Nothing less than an exact copy of all the records is required.

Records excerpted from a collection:
______

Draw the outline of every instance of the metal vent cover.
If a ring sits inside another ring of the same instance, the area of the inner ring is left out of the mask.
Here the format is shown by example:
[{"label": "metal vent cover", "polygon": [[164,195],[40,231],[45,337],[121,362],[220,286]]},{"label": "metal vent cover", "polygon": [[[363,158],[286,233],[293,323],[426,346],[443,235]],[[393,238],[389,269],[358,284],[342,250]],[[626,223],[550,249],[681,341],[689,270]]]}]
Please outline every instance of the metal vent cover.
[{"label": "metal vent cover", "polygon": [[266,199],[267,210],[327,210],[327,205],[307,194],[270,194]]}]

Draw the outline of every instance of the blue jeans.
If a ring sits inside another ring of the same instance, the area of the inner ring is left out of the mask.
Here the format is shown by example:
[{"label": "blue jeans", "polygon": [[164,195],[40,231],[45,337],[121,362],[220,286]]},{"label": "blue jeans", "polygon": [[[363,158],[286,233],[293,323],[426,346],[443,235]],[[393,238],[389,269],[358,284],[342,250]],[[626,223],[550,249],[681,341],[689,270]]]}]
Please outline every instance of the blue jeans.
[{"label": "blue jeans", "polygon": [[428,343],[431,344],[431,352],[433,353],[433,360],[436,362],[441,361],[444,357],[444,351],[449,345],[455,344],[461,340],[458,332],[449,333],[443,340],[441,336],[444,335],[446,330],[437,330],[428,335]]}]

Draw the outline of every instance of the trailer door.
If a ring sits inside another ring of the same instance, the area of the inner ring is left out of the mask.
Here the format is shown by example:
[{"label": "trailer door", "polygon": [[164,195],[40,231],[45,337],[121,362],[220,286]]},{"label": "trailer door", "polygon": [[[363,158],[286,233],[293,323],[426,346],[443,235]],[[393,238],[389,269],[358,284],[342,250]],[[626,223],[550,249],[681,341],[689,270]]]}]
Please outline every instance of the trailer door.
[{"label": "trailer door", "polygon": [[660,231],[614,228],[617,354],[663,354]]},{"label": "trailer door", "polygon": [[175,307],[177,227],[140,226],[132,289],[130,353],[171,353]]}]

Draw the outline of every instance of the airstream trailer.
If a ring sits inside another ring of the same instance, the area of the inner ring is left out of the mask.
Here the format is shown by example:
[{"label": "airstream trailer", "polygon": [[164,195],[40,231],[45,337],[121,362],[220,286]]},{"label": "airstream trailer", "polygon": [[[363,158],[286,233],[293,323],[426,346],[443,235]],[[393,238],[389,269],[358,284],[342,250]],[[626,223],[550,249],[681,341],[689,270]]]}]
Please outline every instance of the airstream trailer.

______

▶ **RESPONSE AREA**:
Draw the outline of every instance of the metal vent cover.
If a ring sits inside another ring of the same instance, the area of the inner ring is left out of the mask.
Here the format is shown by example:
[{"label": "metal vent cover", "polygon": [[164,195],[40,231],[45,337],[121,362],[220,286]]},{"label": "metal vent cover", "polygon": [[[363,158],[286,233],[293,323],[426,346],[443,235]],[[393,238],[389,269],[358,284],[342,250]],[[626,223],[550,249],[681,341],[689,270]]]}]
Please outline every instance of the metal vent cover.
[{"label": "metal vent cover", "polygon": [[266,199],[267,210],[327,210],[327,205],[307,194],[270,194]]}]

Draw the outline of every instance of the blue jeans.
If a ring sits inside another ring of the same instance, the area of the inner ring is left out of the mask.
Here the format is shown by example:
[{"label": "blue jeans", "polygon": [[164,195],[40,231],[45,337],[121,362],[220,286]]},{"label": "blue jeans", "polygon": [[[363,158],[286,233],[293,323],[426,346],[443,235]],[[393,238],[389,269],[358,284],[342,250]],[[626,223],[550,249],[681,341],[689,270]]]}]
Please outline every instance of the blue jeans.
[{"label": "blue jeans", "polygon": [[428,343],[431,344],[431,352],[433,353],[433,360],[436,362],[441,361],[444,357],[444,351],[449,345],[455,344],[461,340],[458,332],[449,333],[443,340],[441,336],[444,335],[446,330],[437,330],[428,335]]}]

Draw the outline of every instance of the trailer door.
If a ring sits inside another ring of the same instance, the area of the inner ring is left out of the mask.
Here the format is shown by example:
[{"label": "trailer door", "polygon": [[164,195],[40,231],[45,337],[121,362],[220,286]]},{"label": "trailer door", "polygon": [[[363,158],[286,233],[293,323],[426,346],[443,235]],[[393,238],[389,269],[358,284],[342,250]],[[626,223],[550,249],[681,341],[689,270]]]}]
Please outline every instance of the trailer door.
[{"label": "trailer door", "polygon": [[660,231],[614,228],[617,354],[663,354]]},{"label": "trailer door", "polygon": [[175,307],[177,227],[140,226],[132,289],[130,353],[171,353]]}]

Draw the outline of every instance of the airstream trailer.
If a ring sits inside another ring of the same instance, the area of the inner ring is left out of the mask.
Here the format is shown by example:
[{"label": "airstream trailer", "polygon": [[164,195],[40,231],[45,337],[121,362],[220,286]]},{"label": "airstream trailer", "polygon": [[[363,158],[286,233],[293,323],[426,346],[443,235]],[[393,238],[389,269],[358,284],[342,250]],[[626,223],[550,249],[681,341],[689,270]]]}]
Please outline every instance of the airstream trailer.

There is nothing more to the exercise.